======== Fragmento proporcionado ========
2.14. Jolgorio - Eleven o´clock tea

  • José Carlos Mariátegui

Jolgorio1  

         Ayer la política estuvo de jolgorio y festejo. Se divirtió con los representantes y con los militares en el almuerzo al secretario de la cámara de diputados señor Carrillo y se divirtió con el doctor don Mariano H. Cornejo, con el doctor Balbuena y con el doctor La Jara en el almuerzo a Málaga Grenet. Todo fue brindis, alborozo y champán.
         El señor Carrillo, que tiene universales simpatías, estuvo rodeado ayer en un almuerzo por sus amigos del ejército y por sus amigos de la cámara de diputados. Fue un almuerzo de ambiente criollo. Se sirvió en un jardín. Hubo estudiantina nacional. Hubo marinera y hubo yaraví. Y hubo arroz con pato. El ejército y el parlamento vibraron juntos en un idéntico sentimiento de admiración al señor Carrillo, que es casi tan popular como el señor Peña Murrieta.
         El señor Carrillo había sido sucesivamente prosecretario en varias legislaturas. Se pensaba ya en acordarle la prosecretaría vitaliciamente. Hasta que, en la última renovación de la mesa de diputados, muchos se dijeron:
         —Pero, ¿por qué no le otorgamos un ascenso al señor Carrillo?
         Y otros agregaron:
         —Es cierto. Necesita un ascenso. Y otros finalmente:
         —Justo. Un ascenso. Lo reclaman las aficiones militares del señor Carrillo.
         Porque el señor Carrillo es un bien amado del ejército. Todo el ejército peruano, desde la clase de suboficial, se saluda con el señor Carrillo. Y el señor Carrillo es en general un buen amigo de todo lo que es milicia y de todo lo que con ella se relaciona. Es un buen amigo de los oficiales. Es un buen amigo de los indefinidos. Es un buen amigo de las pensionistas.
         Y ayer hubo muchos brindis en honor del señor Carrillo. Y hubo también discurso del señor Carrillo. Esta vez se decidió el señor Carrillo una vez por todas a que le entendieran claro. Felizmente para su señoría no hubo en el banquete periodistas ni taquígrafos, que parecen los únicos irremisiblemente empeñados en no entender a su señoría.
         Y mientras en el almuerzo al señor Carrillo, el parlamento y el ejército se regocijaban y brindaban, otro tanto hacía entre la gente intelectual y moza y retozona el señor Cornejo y el señor Balbuena. El señor Balbuena, sobre todo. El señor Balbuena es orador por temperamento. No admite que pase un mes sin que él diga un discurso. Y como ahora no está incorporado en su cámara, busca anhelantemente las ocasiones en que pueda encontrar asidero para decirlo.
========
| Tarea 1 |
Devuelve todas las líneas de las entradas de abajo en las que aparezca la palabra "refrigerator".
======== Entradas proporcionadas ========
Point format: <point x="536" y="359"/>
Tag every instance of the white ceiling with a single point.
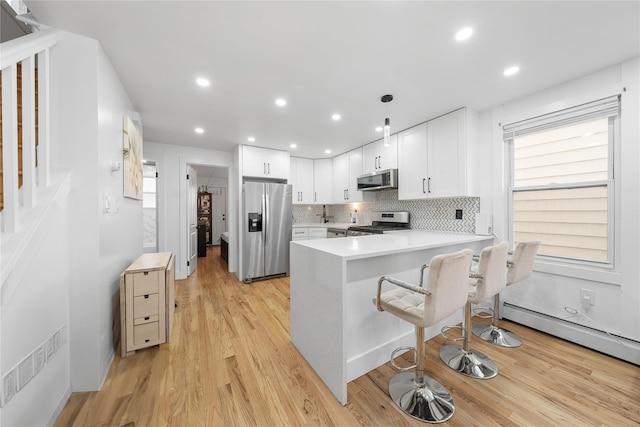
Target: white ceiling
<point x="328" y="57"/>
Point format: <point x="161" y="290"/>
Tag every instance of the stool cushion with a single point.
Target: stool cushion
<point x="446" y="280"/>
<point x="493" y="269"/>
<point x="405" y="304"/>
<point x="523" y="257"/>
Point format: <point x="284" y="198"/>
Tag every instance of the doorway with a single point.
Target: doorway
<point x="149" y="207"/>
<point x="214" y="182"/>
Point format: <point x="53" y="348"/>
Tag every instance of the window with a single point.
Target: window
<point x="562" y="181"/>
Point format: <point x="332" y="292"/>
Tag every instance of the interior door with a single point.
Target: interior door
<point x="192" y="216"/>
<point x="218" y="213"/>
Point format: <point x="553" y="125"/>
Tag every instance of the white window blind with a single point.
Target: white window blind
<point x="562" y="181"/>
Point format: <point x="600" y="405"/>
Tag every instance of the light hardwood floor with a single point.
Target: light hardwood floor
<point x="230" y="363"/>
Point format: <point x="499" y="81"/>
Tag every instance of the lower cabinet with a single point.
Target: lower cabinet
<point x="147" y="301"/>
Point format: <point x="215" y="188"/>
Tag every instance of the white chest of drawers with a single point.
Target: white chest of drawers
<point x="147" y="301"/>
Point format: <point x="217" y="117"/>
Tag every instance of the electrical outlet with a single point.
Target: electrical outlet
<point x="25" y="371"/>
<point x="49" y="350"/>
<point x="39" y="359"/>
<point x="9" y="386"/>
<point x="587" y="298"/>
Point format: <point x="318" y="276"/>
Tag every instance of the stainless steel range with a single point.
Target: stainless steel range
<point x="383" y="222"/>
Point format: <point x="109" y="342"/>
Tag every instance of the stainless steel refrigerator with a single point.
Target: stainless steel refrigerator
<point x="266" y="230"/>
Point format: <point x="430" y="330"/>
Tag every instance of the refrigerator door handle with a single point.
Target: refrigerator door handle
<point x="265" y="218"/>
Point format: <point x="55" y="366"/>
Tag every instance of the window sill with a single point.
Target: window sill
<point x="584" y="272"/>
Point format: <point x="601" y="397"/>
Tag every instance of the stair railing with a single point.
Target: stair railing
<point x="29" y="51"/>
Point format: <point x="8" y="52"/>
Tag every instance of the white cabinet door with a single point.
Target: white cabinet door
<point x="355" y="170"/>
<point x="412" y="163"/>
<point x="446" y="155"/>
<point x="435" y="159"/>
<point x="301" y="180"/>
<point x="340" y="178"/>
<point x="323" y="181"/>
<point x="265" y="163"/>
<point x="299" y="233"/>
<point x="376" y="156"/>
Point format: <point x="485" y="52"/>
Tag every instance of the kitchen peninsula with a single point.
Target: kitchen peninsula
<point x="334" y="323"/>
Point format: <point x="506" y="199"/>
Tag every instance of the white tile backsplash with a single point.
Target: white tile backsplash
<point x="430" y="214"/>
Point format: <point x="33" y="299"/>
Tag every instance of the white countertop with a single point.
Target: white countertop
<point x="357" y="247"/>
<point x="342" y="225"/>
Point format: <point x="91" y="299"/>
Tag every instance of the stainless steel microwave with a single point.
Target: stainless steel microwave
<point x="381" y="180"/>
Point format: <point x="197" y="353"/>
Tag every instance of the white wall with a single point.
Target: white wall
<point x="35" y="304"/>
<point x="70" y="272"/>
<point x="552" y="288"/>
<point x="87" y="132"/>
<point x="171" y="161"/>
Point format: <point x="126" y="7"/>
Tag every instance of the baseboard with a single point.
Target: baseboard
<point x="378" y="356"/>
<point x="615" y="346"/>
<point x="59" y="407"/>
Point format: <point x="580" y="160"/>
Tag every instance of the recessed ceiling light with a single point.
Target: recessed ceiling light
<point x="464" y="34"/>
<point x="511" y="70"/>
<point x="201" y="81"/>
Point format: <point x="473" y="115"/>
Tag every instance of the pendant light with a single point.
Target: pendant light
<point x="386" y="130"/>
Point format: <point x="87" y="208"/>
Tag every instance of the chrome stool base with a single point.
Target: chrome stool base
<point x="429" y="402"/>
<point x="471" y="363"/>
<point x="497" y="336"/>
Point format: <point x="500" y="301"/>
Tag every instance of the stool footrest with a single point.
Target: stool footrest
<point x="448" y="338"/>
<point x="404" y="368"/>
<point x="481" y="312"/>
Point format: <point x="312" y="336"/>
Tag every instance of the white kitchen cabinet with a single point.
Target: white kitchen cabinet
<point x="299" y="233"/>
<point x="323" y="181"/>
<point x="347" y="168"/>
<point x="301" y="180"/>
<point x="265" y="163"/>
<point x="378" y="157"/>
<point x="436" y="159"/>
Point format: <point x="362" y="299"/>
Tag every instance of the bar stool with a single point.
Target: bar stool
<point x="519" y="267"/>
<point x="490" y="278"/>
<point x="417" y="394"/>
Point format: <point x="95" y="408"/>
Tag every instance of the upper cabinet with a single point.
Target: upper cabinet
<point x="377" y="157"/>
<point x="435" y="159"/>
<point x="347" y="168"/>
<point x="302" y="180"/>
<point x="265" y="163"/>
<point x="323" y="181"/>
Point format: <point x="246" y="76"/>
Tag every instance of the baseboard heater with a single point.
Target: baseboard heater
<point x="612" y="345"/>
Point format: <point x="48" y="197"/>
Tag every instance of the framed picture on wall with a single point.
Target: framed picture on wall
<point x="132" y="160"/>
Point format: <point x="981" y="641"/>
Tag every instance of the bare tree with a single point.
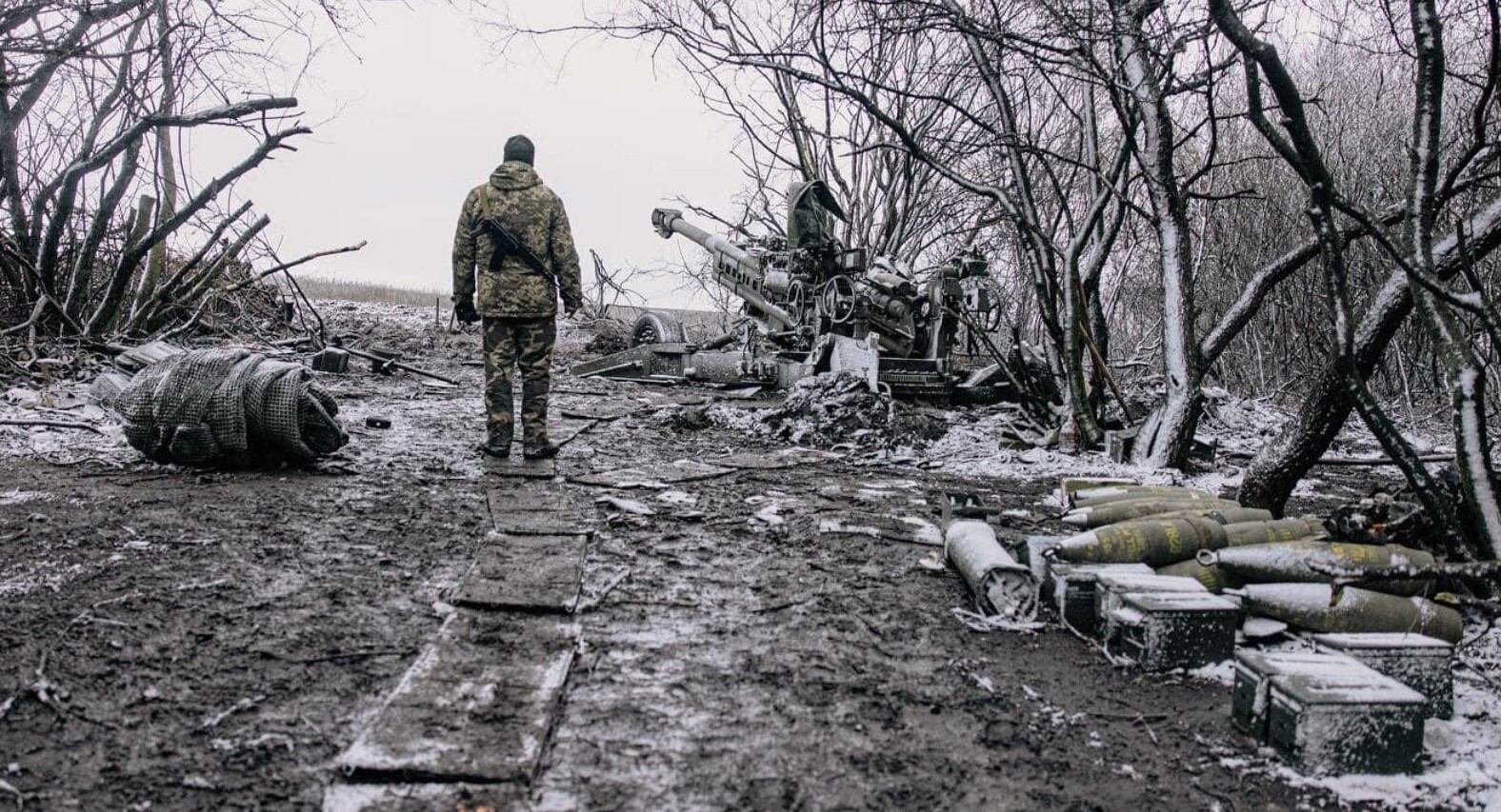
========
| Tarea 2 |
Escribe la parte que sigue de la crónica sobre los almuerzos en honor del señor Carrillo y de Málaga Grenet, que está antes de las entradas. Empieza justo después de su última oración.

| Respuesta 1 |
Tag every instance of the stainless steel refrigerator with a single point.
Target: stainless steel refrigerator
Tag every instance of the refrigerator door handle with a single point.
Target: refrigerator door handle

| Respuesta 2 |
         En el almuerzo a Málaga, habían hablado ya el señor Cornejo, el señor Cisneros, el señor Gálvez y el señor La Jara. Y el señor Balbuena pensaba con horror en la posibilidad de que los concurrentes, requeridos por las carreras de caballo o por otras cosas dominicales, se marchasen del restorán sin solicitarla palabra de su señoría. Pero los concurrentes fueron comprensivos. Y pidieron un discurso al señor Balbuena. Y el señor Balbuena lo dijo consternado. Y habló tristemente con una entonación que partía el alma:
         —Yo casi ya no sé hablar. La falta de función atrofia el órgano…
         Y siguió de esta suerte.

Eleven o”clock tea  

         Los del señor Pardo no son five o”clock tea como los de las damas elegantes y bonitas y de buen tono. Los del señor Pardo son eleven o”clock tea. Hay pues mucha diferencia. Y los eleven o”clock tea del señor Pardo se realizan todos los sábados. Son noches de sábado. Esto podría parecer simbólico para quienes entienden a don Jacinto Benavente, que no estamos seguros todavía si son muchos o muy pocos.
         La última noche del sábado del señor Pardo fue de recepción para los diputados. La anterior fue de recepción para los senadores. Y las dos han sido muy amables, distinguidas y aristocráticas. Té, galletas, bizcotelas y sonrisas del señor Pardo, que está totalmente cortesano. Es la suya una cortesanía que tiene razones de período legislativo. Pero es cortesanía indiscutible y, como del señor Pardo, finísima.
         Y estuvo en Palacio toda la mayoría. Toda absolutamente. Solo la minoría no quiso hacerles caso a las amables invitaciones del señor Pardo y se quedó en su casa. O se fue al teatro. O se fue al club. O se fue al cinema.
         Y el señor Pardo hizo un dueño de casa muy gentil y hasta campechano. Tan gentil y campechano que sus invitados le hacían chistes irreverentes y equívocos. Y entre muchas sonrisas pedían el azucarero. Y lo pedían con pertinencia y retintín aun a trueque de que el té del señor Pardo resultara empalagoso a fuerza de verter en él azúcar.